### Document:
· · · · · · ·
In book after book, [Trevor] has somehow turned the nondescript and the habitual into the exceptionally vivid and particular…When he wishes, as in his 1994 novel, Felicia's Journey, he can depict the most gruesome violence, but always in the same even tones with which the hens get fed. This new novel, except for the accidents that took Mrs. Connulty's husband and Dillahan's first wife, is a delicate sort of drama—there is no corpse in the basement, no bomb lies hidden in any drawer—but even so, a reader will have his heart in his mouth for the last 50 pages. And when that heart settles back down, it will be broken and satisfied…a thrilling work of art.
—The New York Times

Elizabeth Strout

Everyone, as Trevor knows so well, has a story. No character in this book goes unnoticed; no one is forgotten. For those readers who have loved the generosity and beauty of Trevor's work (he has written 27 books of fiction), Love and Summer will be one more entry into a world that is both heart-breaking and deeply fulfilling.
· · · · · · ·
### Listed records:
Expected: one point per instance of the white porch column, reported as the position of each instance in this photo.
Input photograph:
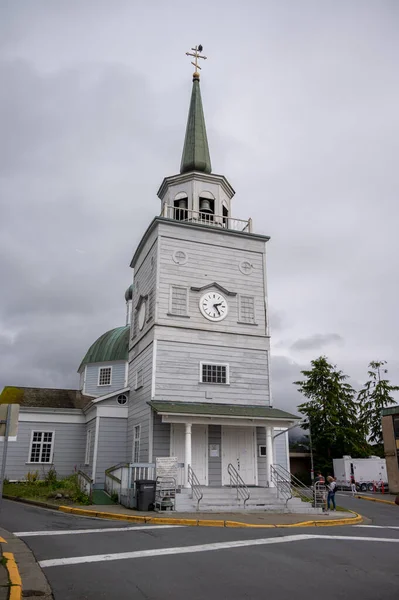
(187, 455)
(269, 455)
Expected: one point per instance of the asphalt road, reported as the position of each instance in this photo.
(95, 559)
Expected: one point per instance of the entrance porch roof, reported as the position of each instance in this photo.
(233, 411)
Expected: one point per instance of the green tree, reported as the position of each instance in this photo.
(332, 413)
(375, 395)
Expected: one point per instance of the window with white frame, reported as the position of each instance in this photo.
(88, 447)
(104, 376)
(136, 443)
(41, 447)
(139, 379)
(247, 309)
(178, 302)
(213, 373)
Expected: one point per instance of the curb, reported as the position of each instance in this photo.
(375, 500)
(206, 523)
(14, 576)
(32, 502)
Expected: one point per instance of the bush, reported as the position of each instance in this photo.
(32, 476)
(51, 477)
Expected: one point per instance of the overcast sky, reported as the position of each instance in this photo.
(301, 101)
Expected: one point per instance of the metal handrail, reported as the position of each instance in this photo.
(283, 485)
(237, 481)
(196, 489)
(195, 216)
(297, 486)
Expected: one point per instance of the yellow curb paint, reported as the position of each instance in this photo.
(14, 576)
(376, 500)
(170, 521)
(210, 523)
(15, 593)
(301, 524)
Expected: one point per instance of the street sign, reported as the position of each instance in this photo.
(13, 421)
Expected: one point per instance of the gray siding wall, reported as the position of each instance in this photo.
(280, 451)
(90, 426)
(161, 437)
(178, 371)
(139, 411)
(212, 257)
(117, 382)
(215, 463)
(69, 449)
(112, 447)
(144, 284)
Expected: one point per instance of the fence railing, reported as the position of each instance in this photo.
(237, 482)
(196, 489)
(206, 218)
(298, 488)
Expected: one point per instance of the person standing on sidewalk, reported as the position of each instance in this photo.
(332, 488)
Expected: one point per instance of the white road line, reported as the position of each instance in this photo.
(79, 531)
(77, 560)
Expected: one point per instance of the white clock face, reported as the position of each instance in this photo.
(214, 306)
(142, 316)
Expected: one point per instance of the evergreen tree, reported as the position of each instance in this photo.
(375, 395)
(332, 414)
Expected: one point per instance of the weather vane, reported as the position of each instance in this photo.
(196, 52)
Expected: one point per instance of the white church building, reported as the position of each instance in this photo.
(188, 376)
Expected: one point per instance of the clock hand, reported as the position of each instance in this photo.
(216, 306)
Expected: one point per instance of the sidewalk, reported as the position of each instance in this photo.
(4, 582)
(34, 583)
(246, 518)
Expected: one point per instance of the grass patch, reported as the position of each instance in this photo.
(66, 489)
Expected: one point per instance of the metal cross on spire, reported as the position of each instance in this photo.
(196, 53)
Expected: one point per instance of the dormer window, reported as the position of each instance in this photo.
(206, 207)
(225, 215)
(180, 207)
(104, 376)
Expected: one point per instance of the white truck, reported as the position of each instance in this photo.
(367, 473)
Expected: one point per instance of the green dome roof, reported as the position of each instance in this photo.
(113, 345)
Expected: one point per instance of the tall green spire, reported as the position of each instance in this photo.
(195, 155)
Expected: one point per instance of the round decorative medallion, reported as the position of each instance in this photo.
(180, 257)
(245, 267)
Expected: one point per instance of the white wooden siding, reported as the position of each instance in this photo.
(207, 264)
(69, 449)
(144, 284)
(177, 375)
(112, 445)
(280, 451)
(139, 411)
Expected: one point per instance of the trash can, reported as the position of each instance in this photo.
(145, 494)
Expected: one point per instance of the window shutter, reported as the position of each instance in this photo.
(247, 309)
(178, 300)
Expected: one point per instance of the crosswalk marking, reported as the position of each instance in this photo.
(78, 560)
(84, 531)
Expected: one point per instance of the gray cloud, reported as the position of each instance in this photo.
(303, 120)
(316, 341)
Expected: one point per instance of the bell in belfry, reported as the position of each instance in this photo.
(205, 205)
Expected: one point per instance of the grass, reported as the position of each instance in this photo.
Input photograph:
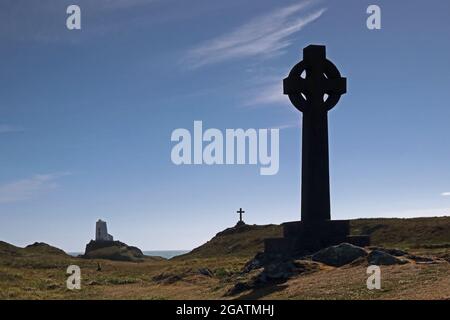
(39, 272)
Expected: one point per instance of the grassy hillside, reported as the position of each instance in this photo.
(210, 271)
(405, 233)
(401, 233)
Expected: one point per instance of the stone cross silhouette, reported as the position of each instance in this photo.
(240, 211)
(314, 86)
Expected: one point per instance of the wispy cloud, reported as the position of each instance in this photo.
(7, 128)
(415, 213)
(27, 189)
(266, 93)
(263, 36)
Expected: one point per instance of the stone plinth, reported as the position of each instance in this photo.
(307, 237)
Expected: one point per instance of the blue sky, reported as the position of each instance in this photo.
(86, 116)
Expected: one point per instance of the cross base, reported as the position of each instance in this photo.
(301, 238)
(240, 223)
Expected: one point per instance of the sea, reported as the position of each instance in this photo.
(159, 253)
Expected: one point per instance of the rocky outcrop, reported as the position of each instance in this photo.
(339, 255)
(379, 258)
(112, 250)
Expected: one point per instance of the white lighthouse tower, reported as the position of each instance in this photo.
(101, 231)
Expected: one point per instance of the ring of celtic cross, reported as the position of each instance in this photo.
(321, 87)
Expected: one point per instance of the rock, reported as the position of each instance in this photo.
(112, 250)
(394, 252)
(206, 272)
(339, 255)
(167, 278)
(378, 257)
(422, 260)
(238, 288)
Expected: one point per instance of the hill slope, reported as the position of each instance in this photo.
(389, 232)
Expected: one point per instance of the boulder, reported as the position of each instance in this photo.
(112, 250)
(339, 255)
(378, 257)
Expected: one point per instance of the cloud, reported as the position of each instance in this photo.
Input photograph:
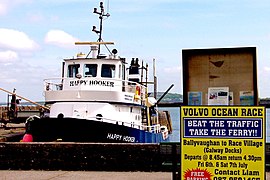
(60, 38)
(8, 56)
(17, 40)
(6, 5)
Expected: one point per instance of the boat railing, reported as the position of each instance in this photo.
(153, 129)
(58, 84)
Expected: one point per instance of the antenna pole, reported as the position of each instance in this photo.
(101, 16)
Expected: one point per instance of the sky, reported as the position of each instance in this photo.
(35, 35)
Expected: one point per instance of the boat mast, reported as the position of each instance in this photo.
(101, 16)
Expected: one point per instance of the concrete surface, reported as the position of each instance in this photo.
(81, 175)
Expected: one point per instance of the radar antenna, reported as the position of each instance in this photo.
(101, 14)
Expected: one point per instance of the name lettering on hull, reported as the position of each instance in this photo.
(91, 83)
(119, 137)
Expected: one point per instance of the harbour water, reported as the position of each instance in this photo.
(175, 116)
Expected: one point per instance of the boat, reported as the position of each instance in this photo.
(98, 99)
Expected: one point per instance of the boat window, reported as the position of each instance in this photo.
(90, 70)
(108, 70)
(73, 69)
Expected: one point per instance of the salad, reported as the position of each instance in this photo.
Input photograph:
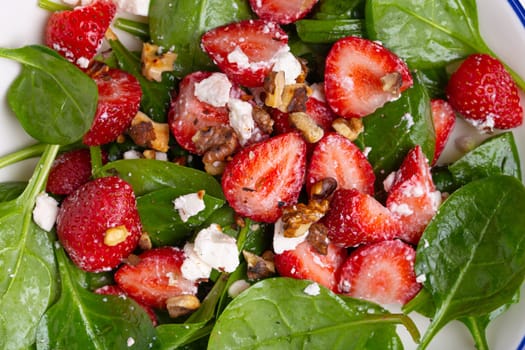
(208, 250)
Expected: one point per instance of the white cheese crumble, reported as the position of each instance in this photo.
(214, 90)
(189, 205)
(45, 211)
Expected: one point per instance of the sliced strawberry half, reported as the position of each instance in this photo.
(282, 12)
(264, 177)
(156, 277)
(337, 157)
(245, 50)
(77, 34)
(382, 272)
(444, 119)
(357, 218)
(485, 94)
(99, 225)
(119, 95)
(362, 75)
(304, 262)
(412, 196)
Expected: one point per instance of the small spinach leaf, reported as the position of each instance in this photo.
(63, 98)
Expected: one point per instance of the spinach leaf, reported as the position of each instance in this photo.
(81, 319)
(276, 313)
(28, 282)
(63, 98)
(473, 251)
(178, 26)
(148, 175)
(161, 220)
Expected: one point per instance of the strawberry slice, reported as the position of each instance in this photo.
(156, 277)
(304, 262)
(337, 157)
(119, 95)
(264, 177)
(99, 225)
(282, 12)
(77, 34)
(382, 272)
(362, 75)
(444, 119)
(245, 50)
(485, 94)
(357, 218)
(412, 195)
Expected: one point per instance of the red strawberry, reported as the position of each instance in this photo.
(357, 218)
(245, 50)
(283, 12)
(444, 120)
(304, 262)
(412, 196)
(69, 171)
(119, 95)
(381, 272)
(337, 157)
(116, 290)
(99, 225)
(264, 177)
(156, 277)
(77, 34)
(362, 75)
(485, 94)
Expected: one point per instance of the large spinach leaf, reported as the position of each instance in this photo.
(178, 26)
(473, 251)
(28, 279)
(84, 320)
(63, 99)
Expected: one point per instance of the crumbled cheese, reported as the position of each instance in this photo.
(241, 119)
(217, 249)
(189, 205)
(282, 243)
(45, 211)
(214, 90)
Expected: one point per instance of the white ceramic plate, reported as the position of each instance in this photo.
(21, 23)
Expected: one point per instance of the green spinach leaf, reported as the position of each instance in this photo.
(63, 98)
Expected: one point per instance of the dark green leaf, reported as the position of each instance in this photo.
(63, 98)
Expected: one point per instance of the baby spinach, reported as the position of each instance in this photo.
(81, 319)
(28, 282)
(473, 251)
(178, 26)
(276, 313)
(63, 98)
· · · · · · ·
### Aim:
Return the review excerpt about Love and Summer word for word, in full.

### Answer to the task:
In book after book, [Trevor] has somehow turned the nondescript and the habitual into the exceptionally vivid and particular…When he wishes, as in his 1994 novel, Felicia's Journey, he can depict the most gruesome violence, but always in the same even tones with which the hens get fed. This new novel, except for the accidents that took Mrs. Connulty's husband and Dillahan's first wife, is a delicate sort of drama—there is no corpse in the basement, no bomb lies hidden in any drawer—but even so, a reader will have his heart in his mouth for the last 50 pages. And when that heart settles back down, it will be broken and satisfied…a thrilling work of art.
—The New York Times

Elizabeth Strout

Everyone, as Trevor knows so well, has a story. No character in this book goes unnoticed; no one is forgotten. For those readers who have loved the generosity and beauty of Trevor's work (he has written 27 books of fiction), Love and Summer will be one more entry into a world that is both heart-breaking and deeply fulfilling.